Copy the listing below in full and skip every picture.
● ● ● ● ●
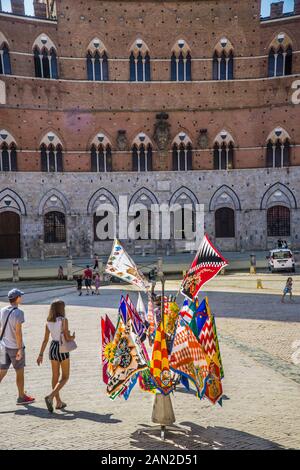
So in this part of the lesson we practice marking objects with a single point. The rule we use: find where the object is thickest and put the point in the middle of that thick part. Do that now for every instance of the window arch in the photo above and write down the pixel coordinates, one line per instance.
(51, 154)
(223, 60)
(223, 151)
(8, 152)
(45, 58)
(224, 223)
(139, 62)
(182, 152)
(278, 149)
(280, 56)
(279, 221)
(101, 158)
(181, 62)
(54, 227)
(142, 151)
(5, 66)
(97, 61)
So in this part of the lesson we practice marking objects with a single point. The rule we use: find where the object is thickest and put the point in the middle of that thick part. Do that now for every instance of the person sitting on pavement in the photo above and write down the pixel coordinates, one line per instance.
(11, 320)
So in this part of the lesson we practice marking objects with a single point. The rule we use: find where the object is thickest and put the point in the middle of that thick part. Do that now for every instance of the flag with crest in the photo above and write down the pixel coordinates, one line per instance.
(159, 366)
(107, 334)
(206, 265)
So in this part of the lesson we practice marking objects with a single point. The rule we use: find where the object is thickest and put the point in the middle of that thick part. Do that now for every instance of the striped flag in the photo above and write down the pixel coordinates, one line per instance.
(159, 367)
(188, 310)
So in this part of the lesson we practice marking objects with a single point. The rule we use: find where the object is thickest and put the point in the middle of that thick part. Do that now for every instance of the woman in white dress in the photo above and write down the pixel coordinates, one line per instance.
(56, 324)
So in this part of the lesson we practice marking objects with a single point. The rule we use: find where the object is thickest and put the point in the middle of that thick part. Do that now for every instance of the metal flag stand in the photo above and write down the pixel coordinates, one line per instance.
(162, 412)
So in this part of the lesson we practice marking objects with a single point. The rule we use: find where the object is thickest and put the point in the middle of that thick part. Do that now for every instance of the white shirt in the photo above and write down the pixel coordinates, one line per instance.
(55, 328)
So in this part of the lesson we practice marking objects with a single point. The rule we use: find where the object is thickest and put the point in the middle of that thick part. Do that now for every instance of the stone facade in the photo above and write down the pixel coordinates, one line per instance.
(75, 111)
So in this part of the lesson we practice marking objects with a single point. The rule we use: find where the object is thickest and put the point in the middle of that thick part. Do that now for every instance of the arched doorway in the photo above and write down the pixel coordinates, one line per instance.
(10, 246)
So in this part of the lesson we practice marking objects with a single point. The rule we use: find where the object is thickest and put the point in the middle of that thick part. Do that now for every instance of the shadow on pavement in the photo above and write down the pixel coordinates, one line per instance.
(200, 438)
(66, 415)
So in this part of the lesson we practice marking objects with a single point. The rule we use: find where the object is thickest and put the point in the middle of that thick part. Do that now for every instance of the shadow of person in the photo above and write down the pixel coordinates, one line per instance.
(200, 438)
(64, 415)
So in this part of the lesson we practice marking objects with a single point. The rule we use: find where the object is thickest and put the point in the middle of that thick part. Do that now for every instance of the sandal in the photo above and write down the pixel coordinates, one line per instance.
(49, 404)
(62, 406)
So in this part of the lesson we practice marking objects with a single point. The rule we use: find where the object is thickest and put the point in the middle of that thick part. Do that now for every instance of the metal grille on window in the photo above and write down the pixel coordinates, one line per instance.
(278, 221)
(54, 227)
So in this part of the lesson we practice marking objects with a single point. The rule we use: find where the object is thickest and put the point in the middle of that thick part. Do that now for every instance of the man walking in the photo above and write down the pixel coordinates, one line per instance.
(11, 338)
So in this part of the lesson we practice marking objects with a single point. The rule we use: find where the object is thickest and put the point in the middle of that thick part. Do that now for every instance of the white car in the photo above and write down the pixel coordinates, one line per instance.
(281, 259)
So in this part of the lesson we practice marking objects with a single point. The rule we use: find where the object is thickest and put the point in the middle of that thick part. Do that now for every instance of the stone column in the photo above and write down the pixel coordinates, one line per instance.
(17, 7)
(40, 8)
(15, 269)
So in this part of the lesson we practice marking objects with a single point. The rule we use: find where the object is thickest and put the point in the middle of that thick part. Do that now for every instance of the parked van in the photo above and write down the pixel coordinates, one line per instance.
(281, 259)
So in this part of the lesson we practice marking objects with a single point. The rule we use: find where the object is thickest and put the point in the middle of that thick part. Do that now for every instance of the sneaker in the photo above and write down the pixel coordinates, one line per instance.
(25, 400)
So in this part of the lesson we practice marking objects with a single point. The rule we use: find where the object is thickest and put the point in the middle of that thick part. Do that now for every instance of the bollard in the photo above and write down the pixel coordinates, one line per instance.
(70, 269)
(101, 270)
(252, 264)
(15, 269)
● ● ● ● ●
Reply
So in this part of the lesson we practice marking objects with a single point. The rule we use: find where the object is thickest and put the point in the middle of that thick part. Do that now for every instance of the window arch in the photo above and write down the pixel coordinates, one line per instance.
(51, 154)
(223, 60)
(223, 151)
(8, 152)
(45, 58)
(224, 223)
(139, 62)
(182, 152)
(278, 149)
(280, 56)
(279, 221)
(101, 158)
(181, 62)
(54, 227)
(142, 151)
(5, 66)
(97, 61)
So in this part of the lesson we practice marking objects with a single point. The rule we use: find where the object is thickest and put the point in the middle of that thick part. Do that now for every instance of the person sitting on pavement in the photo above and write down the pixel coordinates, one line per instance.
(11, 320)
So in this part of the lesson we practice marking objects with a single point. The rule we use: find where the object is thickest and put the point in the middle of that thick part. Do that now for every instance of the flag with crest in the photo above and write down the pixel coordinates, one line per instance.
(159, 366)
(107, 334)
(206, 265)
So in this part of the lesson we practice marking objects with a single point. The rule we use: find where the object is thickest and put the point in the middle of that thick part. Do that now for every instance of the striped flag in the photo above and write down the pixel coordinates, one line per instance.
(159, 367)
(188, 310)
So in this part of the lesson we practice marking objects with a single point. The rule we use: find where the object is thickest and put the point in the middle of that thick part. Do that now for every instance of the woman in white dress in the photo above and write down the pixel coordinates, one line per instance.
(56, 324)
So in this part of the lesson we practice marking objects with a single point. The rule we use: find where the object is thickest and put the point in the middle of that thick part. Do that now for every instance of the metal flag stand in the photo above and write down the pixel coordinates, one line per instance.
(162, 412)
So in this part of the lesson we practice marking objects with a single point. The rule we use: find where the object is thickest and put the point in the middle of that thick part. Do that now for every instance of the white shirt in the photo above and write down the pixel coordinates, one line per instance.
(55, 328)
So in this part of the lesson we practice marking objects with a single point. The rule we use: find where the object is thickest and put the point in the middle of that thick part. Do that now for every instance of the stone facade in the photo above and write down the pixel coordinates, one line per instance.
(75, 111)
So in this part of the lesson we practice marking objects with a single point. The rule we use: find where the object is thickest and put the point in the middle of that thick part. Do that now for every instance of the arched doorway in the photo above and write down the pixel coordinates, one line per instance.
(10, 246)
So in this part of the lesson we practice marking objects with a single point. The rule we use: find where the object is thickest and put the point in the middle of that thick part. Do that now for every instance of the shadow on pavement in the photo above and write down the pixel coordinates, one line per instance.
(200, 438)
(66, 415)
So in this part of the lesson we practice marking objects with a single point. The rule we use: find where the object is thickest and put the point in the middle of that thick part. Do that now for every instance of the shadow of person in the photo above and write down the pixel coordinates, one line per instance.
(200, 438)
(64, 415)
So in this part of the lesson we practice marking objects with a single point. The rule we use: find where the object is thickest and put the point in the middle of that thick part. Do that now for every instance of the sandal in the photo above and write down the pixel coordinates, one line per instance.
(49, 404)
(62, 406)
So in this part of the lesson we practice marking objects with a single point. The rule we use: find where the object is thickest and put the point in the middle of that thick part. Do that now for every instance of the metal grille on window in the photo above and write down the pixel coordinates, one line per instance.
(278, 221)
(54, 227)
So in this part of the lesson we practice marking objects with a single point. The rule we use: find where the object is thickest and put the point in the middle of that thick part. Do that now for every instance of the man walking in the photo above and write down the pixel coordinates, one line per instance.
(11, 338)
So in this part of the lesson we practice marking objects with a single point. The rule we use: find where the object is thickest and put the point in the middle of that thick part. Do that now for every instance of the white car in the photo above and write down the pixel coordinates, one line per instance.
(281, 259)
So in this part of the lesson we practice marking objects with a single point. The rule we use: find where the object is thickest and put the point in the middle of that thick part. Do that now for every instance of the stone column in the photo above and write down the pixel coordinates, one line per instance.
(17, 7)
(40, 8)
(15, 269)
So in this part of the lesson we practice marking objects with a single point. The rule we use: find where the object is thickest and put the point in the middle of that thick part. Do that now for every instance of the parked van in the photo above and write down the pixel coordinates, one line per instance.
(281, 259)
So in this part of the lesson we practice marking objects with a single point. The rule we use: find where the object is thickest and put the point in the middle of that thick part. Do that now for every instance of the sneaker in the photo above and write down the pixel coordinates, one line per instance.
(25, 400)
So in this part of the lesson we practice marking objects with a single point. The rule we use: find where the object is thickest and put the point in the middle of that thick part. Do that now for every instance of the bollard in the photo above and write down the pixel coordinates, one line per instance.
(70, 269)
(101, 270)
(252, 264)
(15, 269)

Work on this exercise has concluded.